_THE RECORDS_
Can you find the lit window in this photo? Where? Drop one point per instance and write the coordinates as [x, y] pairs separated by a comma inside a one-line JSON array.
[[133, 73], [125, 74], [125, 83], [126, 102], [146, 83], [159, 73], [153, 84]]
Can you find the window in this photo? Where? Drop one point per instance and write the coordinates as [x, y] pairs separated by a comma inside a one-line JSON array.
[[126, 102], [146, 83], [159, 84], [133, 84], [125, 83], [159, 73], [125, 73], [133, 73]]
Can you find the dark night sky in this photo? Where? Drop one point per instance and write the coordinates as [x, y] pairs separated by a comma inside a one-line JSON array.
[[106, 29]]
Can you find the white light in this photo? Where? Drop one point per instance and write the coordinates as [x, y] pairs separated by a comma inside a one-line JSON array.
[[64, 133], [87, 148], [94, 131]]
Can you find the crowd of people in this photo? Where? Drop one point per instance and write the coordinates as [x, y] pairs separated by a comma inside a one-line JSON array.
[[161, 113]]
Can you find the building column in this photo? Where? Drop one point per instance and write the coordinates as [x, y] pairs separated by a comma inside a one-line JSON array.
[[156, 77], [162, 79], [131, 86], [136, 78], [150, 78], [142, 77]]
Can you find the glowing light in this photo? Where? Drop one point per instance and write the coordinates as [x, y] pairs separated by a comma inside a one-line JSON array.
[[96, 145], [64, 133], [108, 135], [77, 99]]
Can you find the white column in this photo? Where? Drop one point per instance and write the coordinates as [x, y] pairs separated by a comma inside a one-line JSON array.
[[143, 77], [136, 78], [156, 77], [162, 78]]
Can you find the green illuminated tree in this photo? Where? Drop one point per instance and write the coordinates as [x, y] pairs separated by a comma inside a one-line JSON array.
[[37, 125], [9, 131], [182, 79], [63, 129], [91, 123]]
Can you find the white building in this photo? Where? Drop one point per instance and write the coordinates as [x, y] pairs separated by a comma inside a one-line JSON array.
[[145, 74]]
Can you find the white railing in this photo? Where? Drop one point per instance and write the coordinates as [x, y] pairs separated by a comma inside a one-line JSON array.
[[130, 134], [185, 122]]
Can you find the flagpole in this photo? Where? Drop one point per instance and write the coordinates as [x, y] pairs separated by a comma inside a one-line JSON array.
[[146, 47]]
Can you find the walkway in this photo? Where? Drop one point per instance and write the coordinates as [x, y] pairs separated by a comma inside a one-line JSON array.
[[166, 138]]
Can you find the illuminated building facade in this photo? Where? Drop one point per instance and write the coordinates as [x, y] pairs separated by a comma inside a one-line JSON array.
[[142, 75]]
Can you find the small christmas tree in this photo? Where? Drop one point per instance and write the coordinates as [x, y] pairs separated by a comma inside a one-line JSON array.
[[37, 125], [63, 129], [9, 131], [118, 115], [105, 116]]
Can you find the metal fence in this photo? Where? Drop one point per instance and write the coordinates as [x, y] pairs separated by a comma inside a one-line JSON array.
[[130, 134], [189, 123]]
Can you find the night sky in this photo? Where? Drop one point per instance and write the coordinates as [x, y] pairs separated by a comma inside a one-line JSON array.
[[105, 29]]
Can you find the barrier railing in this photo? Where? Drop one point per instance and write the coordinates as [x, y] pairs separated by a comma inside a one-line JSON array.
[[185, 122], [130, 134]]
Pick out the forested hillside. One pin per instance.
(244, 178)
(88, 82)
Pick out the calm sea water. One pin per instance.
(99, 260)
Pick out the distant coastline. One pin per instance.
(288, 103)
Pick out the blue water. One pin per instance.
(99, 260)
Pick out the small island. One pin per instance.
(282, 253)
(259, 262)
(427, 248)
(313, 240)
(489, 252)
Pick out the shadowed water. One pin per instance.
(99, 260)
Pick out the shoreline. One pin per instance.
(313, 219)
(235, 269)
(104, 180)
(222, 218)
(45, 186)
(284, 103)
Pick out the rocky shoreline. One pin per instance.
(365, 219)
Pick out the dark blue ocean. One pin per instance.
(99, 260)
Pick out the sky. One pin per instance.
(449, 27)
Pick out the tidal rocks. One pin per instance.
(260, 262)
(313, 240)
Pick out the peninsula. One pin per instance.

_JOB_
Substitute "object" for "instance" throughout the records above, and give them again with everything else unchanged.

_CORRECT RESULT_
Can you find the lit window in this photo? Where? Drop one point per object and write the coordinates as [x, y] pairs separated by a comma inside a one-line JSON array.
[[133, 73], [125, 74], [125, 83], [126, 102], [146, 83], [159, 73], [153, 84]]
Can you find the window in this photo? Where? Drop one point per object and write the coordinates as [x, y] pairs separated by a comma inside a one-line JSON array.
[[126, 102], [146, 83], [159, 84], [133, 84], [125, 83], [159, 73], [125, 73], [133, 73]]
Can you find the dark night sky in this photo? Where? Drop one point per object and write the coordinates as [x, y] pairs separated by a comma inside a one-line JSON array.
[[106, 29]]
Can you find the white light in this photo? Where? Drop one point per object and write the coordinates as [x, y] pairs separated by a comma inside a one-line JSON array.
[[64, 133], [87, 148], [94, 131]]
Can you find the crowd of people in this photo? Where? Drop one point per object and write the coordinates as [x, y] pairs separated by a comma inside a one-line JSON array.
[[161, 113]]
Can you find the building column in this photo? Where? Drop one point per object and write the coordinates as [x, y] pairs separated by a comma inside a one-line JSON array.
[[156, 77], [162, 79], [131, 86], [136, 78], [150, 78], [142, 77]]
Can you find the glowing light in this photo? Where? Drop one point per object and write the coordinates as [x, y] pairs separated by a comma inside a one-line JSON array.
[[96, 145], [64, 133], [108, 135], [77, 99]]
Can you find the white column in this photo? Where? Drop one point per object and write the coordinates as [x, y] pairs separated by a comma inside a one-line JSON array.
[[143, 77], [136, 78], [156, 77], [162, 78]]
Can you find the green illuminated tree in this photo? Where? Drop one point per object and write the coordinates as [x, y] pairs separated by a comma inside a one-line JSON array.
[[37, 125], [9, 131], [182, 79], [63, 129], [91, 123]]
Can you find the white building in this photo? Where? Drop one point per object and write the coordinates as [x, y] pairs separated by a comma inside a one-line JSON array.
[[145, 74]]
Can you find the white railing in this photo? Where? Drop one point per object and write the coordinates as [x, y] pairs separated by a comma inside a one-line JSON array.
[[130, 134], [185, 122]]
Can you find the flagpole in this photo? Where? Drop one point per object and write the coordinates as [x, y] pairs separated by a comma inside a one-line JSON array.
[[146, 47]]
Can you find the walkway in this photo? Where? Drop one point per object and write the coordinates as [x, y] pairs separated by a comma inside a one-line JSON array.
[[166, 138]]
Can you find the illuminated building facade in this photo? Where? Drop one point per object and write the coordinates as [x, y] pairs separated by a comma inside a one-line JSON array.
[[142, 75]]
Can you find the small christmas tree in this photo? Where? Drop one point per object and write the coordinates as [x, y] pairs separated by a comma inside a one-line JSON array.
[[37, 125], [63, 129], [9, 131], [118, 115], [105, 116]]
Can you find the metal fence in this photo? Where? Drop one point per object and write the coordinates as [x, y] pairs separated by a comma inside a one-line JSON array.
[[130, 134], [189, 123]]
Can you find the night sky in this photo? Where? Drop one point per object and write the coordinates as [x, y] pairs separated by a comma inside a one-line JSON array.
[[105, 29]]
Can you find the barrier railing in this photo? Where? Drop one point per object and write the coordinates as [x, y] pairs separated by a comma inside a one-line JSON array.
[[185, 122], [130, 134]]
Pick out the forested hillside. One pin per object.
(244, 178)
(88, 82)
Pick out the calm sea water. One pin per object.
(99, 260)
Pick out the distant coastline. One pin per object.
(288, 103)
Pick out the blue water. One pin per object.
(99, 260)
Pick out the small island. One pin per object.
(282, 253)
(259, 262)
(427, 248)
(313, 240)
(489, 252)
Pick out the shadowed water. One pin per object.
(99, 260)
Pick out the shoreline. One pin per object.
(313, 219)
(235, 269)
(104, 180)
(222, 218)
(45, 186)
(284, 103)
Pick out the rocky shoreline. One pin per object.
(365, 219)
Pick out the dark blue ocean. One pin per object.
(99, 260)
Pick out the sky. One pin per object.
(449, 27)
Pick out the tidal rocks. One pin per object.
(260, 262)
(313, 240)
Pick out the peninsula. One pin per object.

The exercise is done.